TASK TO CARRY OUT
This exercise needs the complete data reproduced exactly.

Saved entries
◆ ◆ ◆ ◆

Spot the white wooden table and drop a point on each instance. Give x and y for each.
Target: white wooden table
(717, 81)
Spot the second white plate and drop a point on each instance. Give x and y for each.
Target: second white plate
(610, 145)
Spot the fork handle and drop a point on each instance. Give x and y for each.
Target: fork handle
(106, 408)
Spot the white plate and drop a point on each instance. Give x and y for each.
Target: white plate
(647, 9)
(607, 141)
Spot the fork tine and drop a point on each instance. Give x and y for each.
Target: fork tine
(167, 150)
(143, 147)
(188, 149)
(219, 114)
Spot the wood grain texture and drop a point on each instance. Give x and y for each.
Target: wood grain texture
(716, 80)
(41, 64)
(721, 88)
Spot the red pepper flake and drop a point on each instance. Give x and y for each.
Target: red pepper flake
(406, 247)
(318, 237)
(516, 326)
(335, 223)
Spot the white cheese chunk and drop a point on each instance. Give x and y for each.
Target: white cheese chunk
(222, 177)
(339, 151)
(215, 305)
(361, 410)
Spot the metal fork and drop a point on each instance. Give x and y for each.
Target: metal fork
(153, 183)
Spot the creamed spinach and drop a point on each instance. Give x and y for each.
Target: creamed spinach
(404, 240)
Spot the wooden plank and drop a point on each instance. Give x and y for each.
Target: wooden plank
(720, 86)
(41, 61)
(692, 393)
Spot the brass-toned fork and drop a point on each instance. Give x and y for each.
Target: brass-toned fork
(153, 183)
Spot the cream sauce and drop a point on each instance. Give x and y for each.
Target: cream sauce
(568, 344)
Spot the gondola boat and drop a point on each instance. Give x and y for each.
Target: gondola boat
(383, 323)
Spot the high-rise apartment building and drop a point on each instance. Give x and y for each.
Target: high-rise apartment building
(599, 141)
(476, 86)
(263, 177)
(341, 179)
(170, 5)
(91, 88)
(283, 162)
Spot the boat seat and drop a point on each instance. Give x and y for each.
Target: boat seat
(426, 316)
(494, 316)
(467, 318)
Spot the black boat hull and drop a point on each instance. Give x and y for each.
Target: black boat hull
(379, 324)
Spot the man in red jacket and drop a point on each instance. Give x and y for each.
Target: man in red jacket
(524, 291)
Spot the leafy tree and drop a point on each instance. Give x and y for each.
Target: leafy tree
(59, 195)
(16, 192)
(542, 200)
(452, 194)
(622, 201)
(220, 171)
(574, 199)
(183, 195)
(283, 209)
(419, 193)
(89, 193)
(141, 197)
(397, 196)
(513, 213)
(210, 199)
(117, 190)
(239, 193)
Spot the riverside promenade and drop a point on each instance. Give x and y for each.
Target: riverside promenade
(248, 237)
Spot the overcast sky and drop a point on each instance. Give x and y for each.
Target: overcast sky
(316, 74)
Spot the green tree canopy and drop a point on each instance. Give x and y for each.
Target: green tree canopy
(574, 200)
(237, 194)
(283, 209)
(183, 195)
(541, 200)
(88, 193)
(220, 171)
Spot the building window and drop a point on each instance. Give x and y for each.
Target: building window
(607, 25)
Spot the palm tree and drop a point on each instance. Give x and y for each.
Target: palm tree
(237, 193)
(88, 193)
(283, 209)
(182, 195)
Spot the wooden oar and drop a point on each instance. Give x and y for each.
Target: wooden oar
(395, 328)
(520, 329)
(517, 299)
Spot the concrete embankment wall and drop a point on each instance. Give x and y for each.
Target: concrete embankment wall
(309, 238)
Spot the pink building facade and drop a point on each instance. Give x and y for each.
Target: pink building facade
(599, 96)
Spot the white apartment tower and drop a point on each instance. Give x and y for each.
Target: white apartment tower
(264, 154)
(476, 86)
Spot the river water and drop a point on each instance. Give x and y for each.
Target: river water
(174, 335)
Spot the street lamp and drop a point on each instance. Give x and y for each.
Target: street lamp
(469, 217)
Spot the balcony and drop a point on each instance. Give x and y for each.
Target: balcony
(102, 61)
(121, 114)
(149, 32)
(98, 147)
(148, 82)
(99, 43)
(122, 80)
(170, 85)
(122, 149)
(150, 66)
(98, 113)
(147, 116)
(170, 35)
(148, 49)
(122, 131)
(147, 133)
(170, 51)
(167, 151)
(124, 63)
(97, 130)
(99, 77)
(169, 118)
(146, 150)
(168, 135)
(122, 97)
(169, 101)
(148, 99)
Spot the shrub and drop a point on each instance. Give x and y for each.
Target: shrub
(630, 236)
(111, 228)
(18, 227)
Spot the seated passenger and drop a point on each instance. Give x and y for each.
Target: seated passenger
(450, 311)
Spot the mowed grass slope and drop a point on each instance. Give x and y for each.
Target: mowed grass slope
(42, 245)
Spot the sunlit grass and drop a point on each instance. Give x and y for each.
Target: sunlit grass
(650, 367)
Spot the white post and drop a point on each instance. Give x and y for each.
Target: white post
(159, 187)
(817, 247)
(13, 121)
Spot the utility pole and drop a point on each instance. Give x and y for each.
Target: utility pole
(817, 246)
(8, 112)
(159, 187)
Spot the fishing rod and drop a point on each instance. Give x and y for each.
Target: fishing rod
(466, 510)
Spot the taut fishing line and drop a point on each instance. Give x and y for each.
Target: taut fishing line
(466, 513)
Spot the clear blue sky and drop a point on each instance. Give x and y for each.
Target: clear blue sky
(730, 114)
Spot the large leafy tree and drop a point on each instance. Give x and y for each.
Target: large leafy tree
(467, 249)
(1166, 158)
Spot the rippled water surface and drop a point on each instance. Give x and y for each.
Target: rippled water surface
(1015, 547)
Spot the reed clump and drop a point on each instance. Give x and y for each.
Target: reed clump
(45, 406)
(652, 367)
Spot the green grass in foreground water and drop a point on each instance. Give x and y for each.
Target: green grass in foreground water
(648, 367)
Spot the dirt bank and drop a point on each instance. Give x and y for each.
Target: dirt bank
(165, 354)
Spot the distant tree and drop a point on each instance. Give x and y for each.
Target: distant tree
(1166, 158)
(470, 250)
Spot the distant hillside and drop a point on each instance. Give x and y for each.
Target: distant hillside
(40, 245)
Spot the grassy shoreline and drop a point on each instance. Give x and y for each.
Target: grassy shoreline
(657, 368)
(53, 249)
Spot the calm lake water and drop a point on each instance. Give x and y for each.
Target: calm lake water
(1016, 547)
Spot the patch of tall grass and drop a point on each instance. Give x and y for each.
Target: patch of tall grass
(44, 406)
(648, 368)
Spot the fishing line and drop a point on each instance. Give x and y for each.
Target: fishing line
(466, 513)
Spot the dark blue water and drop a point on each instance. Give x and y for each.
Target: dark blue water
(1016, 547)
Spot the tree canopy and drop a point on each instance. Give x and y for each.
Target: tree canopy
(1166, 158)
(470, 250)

◆ ◆ ◆ ◆

ANSWER
Spot the white wooden table and drop a point on each instance. Give x and y for each.
Target: white wooden table
(717, 81)
Spot the second white plate and drop a point on each instance. Give x and y for each.
Target: second white plate
(610, 145)
Spot the fork handle and drop a point on each instance. Give x and y for each.
Target: fork handle
(106, 408)
Spot the white plate and drop a point on each instance. Give x and y for each.
Target: white plate
(647, 9)
(607, 141)
Spot the fork tine and drop a point on each instance. Give x and y for each.
Target: fork tine
(167, 150)
(143, 147)
(188, 149)
(219, 114)
Spot the wood grain texture and drop a point on each instance. Give x and y for each.
Target: wood grain texture
(716, 80)
(41, 64)
(721, 88)
Spot the red pepper flake and drop a point on each instance. Give x and y for each.
Target: red pepper flake
(406, 247)
(318, 237)
(516, 326)
(335, 223)
Spot the white cheese chunk and drop a point on each instance. Give x and y for each.
Target: white cheese chunk
(222, 177)
(339, 151)
(215, 305)
(361, 410)
Spot the metal fork and drop a point on each instance. Give x and y for each.
Target: metal fork
(153, 183)
Spot the creamed spinach and drop a point on each instance. Give x and y for each.
Target: creamed spinach
(404, 240)
Spot the wooden plank and drop a point on each instance. Give x and y for each.
Target: wooden plank
(720, 86)
(41, 61)
(692, 393)
Spot the brass-toned fork and drop a point on each instance. Give x and y for each.
Target: brass-toned fork
(153, 183)
Spot the cream sauce and drop a point on each instance. Give x and y for each.
Target: cream sauce
(568, 344)
Spot the gondola boat and drop a point on each instance. Give x and y for each.
Target: gondola boat
(383, 323)
Spot the high-rise apartment building and drop a point on each instance. Give x and y for each.
Target: high-rise apartment building
(599, 141)
(476, 86)
(263, 177)
(341, 179)
(170, 5)
(91, 88)
(283, 162)
Spot the boat seat and drop a point on each instance. Give x and y for each.
Target: boat seat
(426, 316)
(494, 316)
(467, 318)
Spot the black boat hull and drop a point on each instance. Give x and y for each.
Target: black boat hull
(379, 324)
Spot the man in red jacket and drop a point on each instance. Give x and y for each.
Target: man in red jacket
(524, 291)
Spot the leafy tree and drop a point on each instance. Give x and y for each.
Target: leafy tree
(59, 195)
(16, 192)
(542, 200)
(452, 194)
(622, 201)
(220, 171)
(574, 199)
(183, 195)
(283, 209)
(419, 193)
(89, 193)
(141, 197)
(397, 196)
(513, 213)
(210, 199)
(117, 190)
(239, 193)
Spot the riverside promenade and drop a point on each instance. Give x and y for each.
Target: riverside promenade
(248, 237)
Spot the overcast sky and drop a point on each instance. Give x and y for each.
Target: overcast sky
(316, 74)
Spot the green tree canopy and drop a point on each instance. Give x and y for each.
Target: green tree canopy
(574, 200)
(237, 194)
(283, 209)
(183, 195)
(541, 200)
(88, 193)
(220, 171)
Spot the building window and drop a point on each instance. Give x and y for each.
Target: building window
(607, 25)
Spot the palm tree and drop a point on each instance. Give x and y for each.
Target: palm tree
(237, 193)
(88, 193)
(283, 209)
(182, 195)
Spot the wooden oar and drop a point on each instance. Give x and y for each.
Target: wooden oar
(395, 328)
(520, 329)
(517, 299)
Spot the concrete embankment wall and drop a point on each instance. Give x and y for each.
Target: concrete embankment wall
(309, 238)
Spot the pink building facade and drop a point on each instance. Give x and y for each.
Target: pink building facade
(599, 96)
Spot the white apartment tower and drop a point on each instance. Give x and y for each.
Target: white apartment tower
(264, 154)
(476, 86)
Spot the river water and drop a point on each instance. Give x and y for each.
Target: river water
(174, 335)
Spot the street lamp and drop a point on each instance. Give x and y for each.
Target: street lamp
(469, 217)
Spot the balcony and drop a point on each instance. Give x and y for each.
Target: balcony
(102, 61)
(121, 114)
(149, 32)
(98, 147)
(148, 82)
(99, 43)
(122, 80)
(170, 85)
(122, 149)
(150, 66)
(98, 113)
(147, 116)
(170, 35)
(148, 49)
(122, 131)
(147, 133)
(170, 51)
(167, 151)
(124, 63)
(97, 130)
(99, 77)
(169, 118)
(146, 150)
(168, 135)
(122, 97)
(169, 101)
(148, 99)
Spot the shrub and drop a point on each instance. Give x and y for each.
Target: shrub
(630, 236)
(111, 228)
(18, 227)
Spot the seated passenger and drop a point on each instance. Give x and y for each.
Target: seated passenger
(450, 311)
Spot the mowed grass slope and drop a point on each instance. Give x and y for each.
Target: mowed grass slope
(42, 245)
Spot the sunlit grass and drop a point on each instance. Give x and y for each.
Target: sunlit grass
(650, 367)
Spot the white post and drop a point on each instance. Give x and y for each.
Target: white post
(159, 187)
(817, 247)
(13, 121)
Spot the utility pole and drop a point on each instance. Give x and y for each.
Target: utility pole
(817, 246)
(8, 112)
(159, 187)
Spot the fishing rod and drop a point on each instance. Give x and y for each.
Target: fishing rod
(466, 510)
Spot the taut fishing line and drop a point on each instance. Give x and y for each.
Target: taut fishing line
(466, 513)
Spot the clear blue sky and drop a point on each instance. Give x and y for each.
Target: clear blue sky
(730, 114)
Spot the large leafy tree and drop a point on each instance. Give x and y for each.
Target: large leafy tree
(467, 249)
(1166, 158)
Spot the rippled water surface and drop a point on each instance. Give x and y for each.
Target: rippled water surface
(1015, 547)
Spot the reed clump and drop a point on each instance. Give x and y for each.
Target: reed clump
(45, 406)
(652, 367)
Spot the green grass in foreground water and drop a point on each instance. Give x and y for each.
Target: green grass in foreground water
(648, 367)
Spot the dirt bank and drop a point on each instance. Give x and y for each.
Target: dirt bank
(165, 354)
Spot the distant tree and drop a point on each instance. Give x and y for each.
Target: distant tree
(1166, 158)
(470, 250)
Spot the distant hillside and drop a point on each instance. Give x and y for each.
Target: distant hillside
(40, 245)
Spot the grassy shoreline and drop a point on each instance. Give x and y for each.
Target: grassy shoreline
(657, 368)
(53, 249)
Spot the calm lake water and drop a point on each instance. Give x and y for each.
Target: calm lake water
(1016, 547)
Spot the patch of tall grass and drop a point on each instance. Give x and y for each.
Target: patch of tall grass
(44, 406)
(648, 368)
Spot the fishing line and drop a point on each instance. Give x and y for each.
Target: fishing line
(466, 513)
Spot the dark blue water and drop a point on each instance. Give x and y for each.
Target: dark blue water
(1016, 547)
Spot the tree canopy and drop a point on each instance. Give x and y for each.
Target: tree canopy
(1166, 158)
(470, 250)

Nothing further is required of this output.